[THE EXERCISE]
Filter the items below and copy out every line that contains the word "water".
## begin DATA FOR PROCESSING
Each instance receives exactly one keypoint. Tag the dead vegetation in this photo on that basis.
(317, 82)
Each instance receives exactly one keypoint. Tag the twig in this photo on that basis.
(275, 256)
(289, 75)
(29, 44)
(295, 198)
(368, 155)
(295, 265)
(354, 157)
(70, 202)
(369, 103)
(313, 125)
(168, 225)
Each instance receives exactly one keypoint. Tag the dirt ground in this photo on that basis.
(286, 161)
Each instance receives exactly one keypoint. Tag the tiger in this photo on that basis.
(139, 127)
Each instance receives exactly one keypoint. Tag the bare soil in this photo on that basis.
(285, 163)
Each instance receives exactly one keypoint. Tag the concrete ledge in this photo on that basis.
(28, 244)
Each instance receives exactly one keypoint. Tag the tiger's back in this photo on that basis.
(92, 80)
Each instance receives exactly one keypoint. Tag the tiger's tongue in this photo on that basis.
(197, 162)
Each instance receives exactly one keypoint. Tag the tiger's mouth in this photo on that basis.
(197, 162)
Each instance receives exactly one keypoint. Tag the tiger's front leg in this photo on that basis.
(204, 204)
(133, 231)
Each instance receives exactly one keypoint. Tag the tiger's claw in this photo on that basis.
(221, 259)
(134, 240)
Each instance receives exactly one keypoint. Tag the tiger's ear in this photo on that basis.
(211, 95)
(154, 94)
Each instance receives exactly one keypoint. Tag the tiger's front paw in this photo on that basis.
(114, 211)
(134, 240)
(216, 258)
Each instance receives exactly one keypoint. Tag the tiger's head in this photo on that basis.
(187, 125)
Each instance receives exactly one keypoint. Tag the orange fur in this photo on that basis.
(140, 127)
## end DATA FOR PROCESSING
## begin DATA FOR PROCESSING
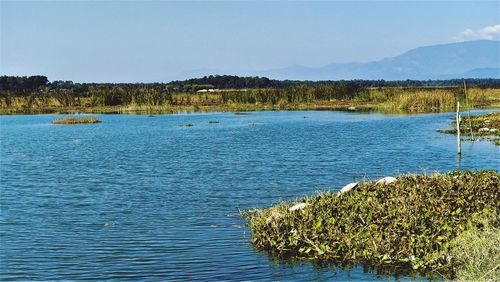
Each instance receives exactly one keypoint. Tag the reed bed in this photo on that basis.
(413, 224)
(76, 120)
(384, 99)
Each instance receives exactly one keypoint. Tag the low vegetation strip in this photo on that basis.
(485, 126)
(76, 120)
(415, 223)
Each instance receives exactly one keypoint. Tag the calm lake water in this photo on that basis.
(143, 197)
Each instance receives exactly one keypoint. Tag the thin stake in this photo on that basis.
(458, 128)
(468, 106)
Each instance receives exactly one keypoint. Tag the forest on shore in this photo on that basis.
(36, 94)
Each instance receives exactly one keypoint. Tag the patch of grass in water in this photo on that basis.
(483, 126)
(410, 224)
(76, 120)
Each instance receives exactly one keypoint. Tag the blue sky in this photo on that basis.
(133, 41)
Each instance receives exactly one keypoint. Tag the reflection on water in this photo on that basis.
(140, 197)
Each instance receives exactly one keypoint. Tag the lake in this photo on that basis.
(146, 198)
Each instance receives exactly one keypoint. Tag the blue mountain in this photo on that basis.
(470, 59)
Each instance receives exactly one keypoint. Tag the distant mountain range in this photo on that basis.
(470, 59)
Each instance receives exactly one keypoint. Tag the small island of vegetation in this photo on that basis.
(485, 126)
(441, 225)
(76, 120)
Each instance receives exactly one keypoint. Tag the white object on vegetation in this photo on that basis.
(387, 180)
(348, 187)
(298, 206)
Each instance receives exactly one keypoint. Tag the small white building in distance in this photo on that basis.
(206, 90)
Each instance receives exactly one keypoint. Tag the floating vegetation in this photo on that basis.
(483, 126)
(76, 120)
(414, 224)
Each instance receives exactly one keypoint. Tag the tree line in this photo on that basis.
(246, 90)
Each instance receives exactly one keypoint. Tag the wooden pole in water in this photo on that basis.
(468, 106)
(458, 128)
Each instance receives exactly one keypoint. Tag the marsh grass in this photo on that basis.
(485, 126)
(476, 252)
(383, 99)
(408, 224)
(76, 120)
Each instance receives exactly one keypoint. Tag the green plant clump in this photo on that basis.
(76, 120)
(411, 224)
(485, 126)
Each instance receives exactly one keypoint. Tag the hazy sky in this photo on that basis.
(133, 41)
## end DATA FOR PROCESSING
[RESPONSE TO THIS TASK]
Each instance receives exactly one keypoint. Tag the calm lake water in this photo on that basis.
Each instance receives exactly one keypoint. Tag the patch of grass in water in this photo on that basis.
Each instance receives exactly one keypoint. Tag the reflection on water in this photo on that basis.
Each instance receives exactly one keypoint. Tag the wooden pole in water in this photo on that basis.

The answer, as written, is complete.